▸ **DESCRIPTION OF THE TASK**
In every item, substitute "separated by single spaces" for "space-separated" and give the lines again with nothing else altered. Leave the pictures out of your answer.

#### ENTRIES

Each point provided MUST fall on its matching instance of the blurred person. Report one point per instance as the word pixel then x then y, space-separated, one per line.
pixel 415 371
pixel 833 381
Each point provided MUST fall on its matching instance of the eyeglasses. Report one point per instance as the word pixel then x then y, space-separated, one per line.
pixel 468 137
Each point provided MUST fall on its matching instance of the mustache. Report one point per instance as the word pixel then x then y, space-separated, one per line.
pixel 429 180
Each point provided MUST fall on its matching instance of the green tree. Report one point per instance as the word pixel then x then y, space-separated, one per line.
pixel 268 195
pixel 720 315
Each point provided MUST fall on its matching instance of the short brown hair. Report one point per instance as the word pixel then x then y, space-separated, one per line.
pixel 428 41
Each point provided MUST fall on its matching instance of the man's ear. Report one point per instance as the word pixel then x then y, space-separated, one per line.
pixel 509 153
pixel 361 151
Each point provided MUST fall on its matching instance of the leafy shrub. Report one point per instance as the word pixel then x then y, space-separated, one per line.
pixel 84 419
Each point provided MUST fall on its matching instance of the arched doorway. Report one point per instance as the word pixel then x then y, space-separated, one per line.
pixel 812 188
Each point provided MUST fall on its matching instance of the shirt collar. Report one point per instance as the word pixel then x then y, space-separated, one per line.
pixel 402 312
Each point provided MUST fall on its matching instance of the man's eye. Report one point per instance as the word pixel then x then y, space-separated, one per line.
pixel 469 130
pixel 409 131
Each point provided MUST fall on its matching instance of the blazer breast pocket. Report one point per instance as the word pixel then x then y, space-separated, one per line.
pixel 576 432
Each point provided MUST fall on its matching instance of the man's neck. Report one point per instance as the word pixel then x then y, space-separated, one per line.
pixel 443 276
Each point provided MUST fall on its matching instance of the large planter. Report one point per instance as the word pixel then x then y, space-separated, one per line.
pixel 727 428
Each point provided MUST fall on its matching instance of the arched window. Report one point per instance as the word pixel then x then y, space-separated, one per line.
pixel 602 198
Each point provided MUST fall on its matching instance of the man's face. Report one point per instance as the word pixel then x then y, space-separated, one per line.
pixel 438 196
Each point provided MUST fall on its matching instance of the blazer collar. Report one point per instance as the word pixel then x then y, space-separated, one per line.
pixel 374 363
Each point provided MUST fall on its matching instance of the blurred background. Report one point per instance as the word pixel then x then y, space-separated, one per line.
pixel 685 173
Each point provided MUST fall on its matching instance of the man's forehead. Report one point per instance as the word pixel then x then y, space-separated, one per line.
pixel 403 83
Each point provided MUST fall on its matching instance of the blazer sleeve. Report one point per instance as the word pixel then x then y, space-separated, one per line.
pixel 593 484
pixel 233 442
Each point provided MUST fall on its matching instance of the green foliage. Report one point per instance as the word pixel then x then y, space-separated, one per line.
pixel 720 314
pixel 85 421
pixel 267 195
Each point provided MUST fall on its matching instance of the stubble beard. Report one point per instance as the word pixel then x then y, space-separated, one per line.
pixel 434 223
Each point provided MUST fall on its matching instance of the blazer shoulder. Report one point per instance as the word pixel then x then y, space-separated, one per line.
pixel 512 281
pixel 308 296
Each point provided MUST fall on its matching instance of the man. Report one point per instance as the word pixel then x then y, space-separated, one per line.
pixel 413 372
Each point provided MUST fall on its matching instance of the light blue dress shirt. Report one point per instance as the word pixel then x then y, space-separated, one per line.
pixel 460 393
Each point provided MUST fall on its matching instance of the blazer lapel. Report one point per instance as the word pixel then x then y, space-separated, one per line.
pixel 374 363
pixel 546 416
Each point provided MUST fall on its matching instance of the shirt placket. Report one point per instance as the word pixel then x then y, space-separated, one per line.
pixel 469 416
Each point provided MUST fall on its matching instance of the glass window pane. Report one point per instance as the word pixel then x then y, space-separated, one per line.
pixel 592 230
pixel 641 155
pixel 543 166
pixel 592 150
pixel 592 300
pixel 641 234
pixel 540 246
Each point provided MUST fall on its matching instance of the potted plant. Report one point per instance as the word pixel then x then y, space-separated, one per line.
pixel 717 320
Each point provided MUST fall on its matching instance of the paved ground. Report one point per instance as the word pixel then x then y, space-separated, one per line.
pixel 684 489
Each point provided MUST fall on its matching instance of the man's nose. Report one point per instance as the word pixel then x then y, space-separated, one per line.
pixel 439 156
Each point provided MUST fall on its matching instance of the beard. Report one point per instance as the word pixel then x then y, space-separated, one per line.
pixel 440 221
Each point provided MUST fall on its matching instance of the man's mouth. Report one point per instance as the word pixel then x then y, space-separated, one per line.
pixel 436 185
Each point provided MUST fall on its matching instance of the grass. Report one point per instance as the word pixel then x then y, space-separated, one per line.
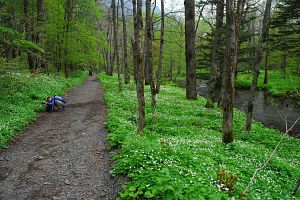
pixel 180 152
pixel 22 95
pixel 277 86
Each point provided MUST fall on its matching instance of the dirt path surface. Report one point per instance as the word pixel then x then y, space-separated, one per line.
pixel 63 155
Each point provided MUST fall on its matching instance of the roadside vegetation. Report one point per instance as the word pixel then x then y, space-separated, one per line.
pixel 22 95
pixel 180 152
pixel 277 86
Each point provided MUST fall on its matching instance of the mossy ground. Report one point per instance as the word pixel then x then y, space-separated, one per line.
pixel 22 95
pixel 180 152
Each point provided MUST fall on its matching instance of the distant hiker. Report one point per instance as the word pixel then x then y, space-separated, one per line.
pixel 90 72
pixel 55 103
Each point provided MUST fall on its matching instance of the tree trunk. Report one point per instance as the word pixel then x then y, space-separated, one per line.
pixel 134 46
pixel 40 19
pixel 190 54
pixel 284 65
pixel 266 67
pixel 114 16
pixel 264 35
pixel 28 29
pixel 140 67
pixel 228 73
pixel 127 70
pixel 171 69
pixel 161 46
pixel 215 54
pixel 68 18
pixel 148 51
pixel 296 187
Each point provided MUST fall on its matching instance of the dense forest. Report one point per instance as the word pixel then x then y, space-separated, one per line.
pixel 173 142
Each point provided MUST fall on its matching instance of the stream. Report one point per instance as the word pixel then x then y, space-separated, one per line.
pixel 268 110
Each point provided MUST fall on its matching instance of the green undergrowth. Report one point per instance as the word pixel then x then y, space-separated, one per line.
pixel 22 95
pixel 276 86
pixel 180 152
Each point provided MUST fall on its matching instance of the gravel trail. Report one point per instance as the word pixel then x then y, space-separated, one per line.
pixel 62 155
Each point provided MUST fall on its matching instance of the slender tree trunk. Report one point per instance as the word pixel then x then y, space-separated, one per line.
pixel 113 6
pixel 171 69
pixel 134 46
pixel 215 54
pixel 28 34
pixel 296 187
pixel 140 67
pixel 146 59
pixel 40 20
pixel 148 51
pixel 127 69
pixel 266 67
pixel 161 46
pixel 68 18
pixel 264 35
pixel 284 65
pixel 190 53
pixel 228 73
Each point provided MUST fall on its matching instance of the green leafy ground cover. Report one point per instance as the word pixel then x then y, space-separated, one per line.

########

▸ **COMPLETED TASK**
Each point provided MUST fall on its matching instance of the blurred person. Report one point per instance as the word pixel then x then y, separated by single spaces, one per line.
pixel 415 371
pixel 833 381
Each point provided MUST fall on its matching instance of the eyeglasses. Report one point per instance as the word pixel then x then y, separated by single spaces, one per line.
pixel 468 137
Each point provided MUST fall on its matching instance of the mustache. Report one point per instance as the word pixel then x then y, separated by single spaces, one per line.
pixel 429 180
Each point provided MUST fall on its matching instance of the green tree. Report one point per instance as the word pixel then x then y, separated by single spaces, one per line.
pixel 268 195
pixel 720 315
Each point provided MUST fall on its matching instance of the short brown hair. Report one point per instance as the word pixel then x then y, separated by single spaces, one per line.
pixel 428 41
Each point provided MUST fall on its matching instance of the man's ear. Report one point per instance as the word pixel then x then y, separated by single spaces, one per line.
pixel 509 153
pixel 361 151
Each point provided MUST fall on its matching instance of the leafy shrub. Report one point per instance as the word pixel then x then y, separated by single spaces, one per line.
pixel 84 419
Each point provided MUST fall on its matching instance of the arched doorway. Report one point per instance as the word pixel then x then y, separated by single spaces, one per line.
pixel 812 188
Each point provided MUST fall on its matching instance of the shirt collar. Report one point per instance as the word pixel then x then y, separated by single spaces, one per line.
pixel 402 312
Each point provided MUST fall on its matching instance of the man's eye. Report one point per instance as the word pixel then x then y, separated by single spaces, one per line.
pixel 469 130
pixel 409 131
Each point provided MUST fall on its matching instance of the blazer breast pocket. Report one point per instance as the word pixel then x then y, separated by single spaces, one per line.
pixel 576 432
Each point provided MUST fall on its matching instance of the man's neck. Report one point per instance as the word pixel then x then y, separated by single spaces, one per line.
pixel 443 276
Each point provided MUST fall on its matching instance of the large planter. Report one point per instance as the word pixel then x then y, separated by single spaces, one per line.
pixel 727 428
Each point provided MUST fall on its matching instance of the arched window. Report one point per instance as the word pixel then x then y, separated by single spaces, one per line.
pixel 602 198
Each point provided MUST fall on its matching instance of the man's face. Report one point per instance as the word pixel then x then y, separated by single spaces, one per line.
pixel 438 196
Each point provided MUST fall on its matching instance of the blazer collar. Report one point per instance as the word pixel then x then y, separated by single spaces, one per line.
pixel 374 363
Each point provided MUST fall on its matching instance of the blurred background. Report one point per instance as the word pixel then x then y, separated by single spaces, one per line.
pixel 685 173
Each point provided MUST fall on its matching instance of the man's forehead. Report one point per instance as the word pixel then x then y, separated by single spaces, one per line.
pixel 403 83
Each point provided MUST fall on its matching instance of the blazer sleeve. Report one point per instance as the word pixel then x then y, separated by single spaces, one per line.
pixel 593 484
pixel 233 442
Each point provided MUST fall on its matching instance of the green foliage. Report one point per instance as the word pixel then x then y, separated by single spaces, one per line.
pixel 720 314
pixel 85 421
pixel 267 195
Each point provided MUST fall on its matching instance of the stubble beard. Report one point per instance as the word pixel then x then y, separated by single spaces, one per line.
pixel 434 223
Each point provided MUST fall on its matching instance of the blazer shoulder. Report one point per instance as the word pixel then x then y, separated by single spaces, one per line.
pixel 512 281
pixel 308 296
Each point provided MUST fall on its matching instance of the man. Report one point per instance as the word pixel then x then y, separated by single spaces, one per line.
pixel 413 372
Each point provided MUST fall on its matching instance of the light blue dress shirt. Report one point per instance as the word pixel then x then y, separated by single spaces, one per line.
pixel 460 393
Each point provided MUST fall on its matching instance of the blazer lapel. Report one point per instance as the word pixel then x then y, separated by single spaces, one per line.
pixel 374 363
pixel 546 416
Each point provided MUST fall on its matching instance of the shirt placket. Report one point per instance as the word pixel then x then y, separated by single spaces, one per line.
pixel 469 416
Each point provided MUST fall on its matching instance of the glass window pane. Report one point per instance as the word pixel then x then y, separated by single spaces, one per line.
pixel 592 230
pixel 641 155
pixel 543 166
pixel 592 150
pixel 592 300
pixel 641 234
pixel 540 246
Each point provided MUST fall on its matching instance of the potted plant. Report one point per instance as the word pixel then x then y, separated by single spaces, one per line.
pixel 717 320
Each point provided MUST fall on its matching instance of the paved ground. Report one point per instance as the word pixel then x then y, separated by single spaces, one per line.
pixel 684 489
Each point provided MUST fall on its matching instance of the man's nose. Report one point per instance as the word pixel then x then y, separated by single spaces, one per line.
pixel 439 156
Each point provided MUST fall on its matching instance of the beard. Report one point per instance as the word pixel then x then y, separated by single spaces, one per line.
pixel 440 221
Each point provided MUST fall on its matching instance of the man's mouth. Report one point per instance as the word pixel then x then y, separated by single spaces, one per line.
pixel 436 185
Each point provided MUST fall on its matching instance of the grass. Report one point per instance as the word pixel then x then y, separated by single spaces, one per line.
pixel 180 152
pixel 22 95
pixel 277 86
Each point provided MUST fall on its matching instance of the dirt path surface. Report one point per instance as the word pixel then x then y, separated by single spaces, one per line.
pixel 63 155
Each point provided MUST fall on its matching instance of the roadside vegetation. Report one point per instance as the word pixel then x then y, separated by single spaces, one per line.
pixel 22 95
pixel 180 152
pixel 277 86
Each point provided MUST fall on its matching instance of the mossy ground. Report one point per instance as the word pixel then x then y, separated by single spaces, one per line.
pixel 22 95
pixel 180 152
Each point provided MUST fall on its matching instance of the distant hiker. Report one point per instance as the word pixel then x then y, separated by single spaces, one per line.
pixel 90 72
pixel 55 103
Each point provided MUST fall on its matching instance of the tree trunk. Report one point per instance as the word pixel then x then y, separated by single spaces, one per line.
pixel 134 46
pixel 40 19
pixel 190 54
pixel 284 65
pixel 266 67
pixel 114 16
pixel 264 35
pixel 28 29
pixel 140 67
pixel 228 73
pixel 127 70
pixel 171 69
pixel 161 46
pixel 215 54
pixel 68 18
pixel 148 51
pixel 296 187
Each point provided MUST fall on its matching instance of the dense forest. Report one point per instance as the word pixel then x then y, separated by single spaces, one per line.
pixel 173 142
Each point provided MUST fall on its matching instance of the stream. Report one point per instance as the word pixel then x then y, separated by single spaces, one per line.
pixel 268 110
Each point provided MUST fall on its matching instance of the green undergrowth. Report one point per instance as the word pixel then x then y, separated by single spaces, one per line.
pixel 22 95
pixel 276 86
pixel 180 152
Each point provided MUST fall on its matching instance of the gravel trail. Report one point per instance as the word pixel then x then y, separated by single spaces, one per line.
pixel 62 155
Each point provided MUST fall on its matching instance of the slender tree trunk. Report one point per instance as the word pixel then x then y, separated by single spaces, one per line.
pixel 113 6
pixel 171 69
pixel 134 46
pixel 215 54
pixel 28 34
pixel 296 187
pixel 140 67
pixel 146 59
pixel 40 20
pixel 148 51
pixel 127 69
pixel 266 67
pixel 161 46
pixel 68 18
pixel 264 35
pixel 284 65
pixel 190 53
pixel 228 73
Each point provided MUST fall on its matching instance of the green leafy ground cover. Report one point per instance as the word pixel then x then y, separated by single spaces, one per line.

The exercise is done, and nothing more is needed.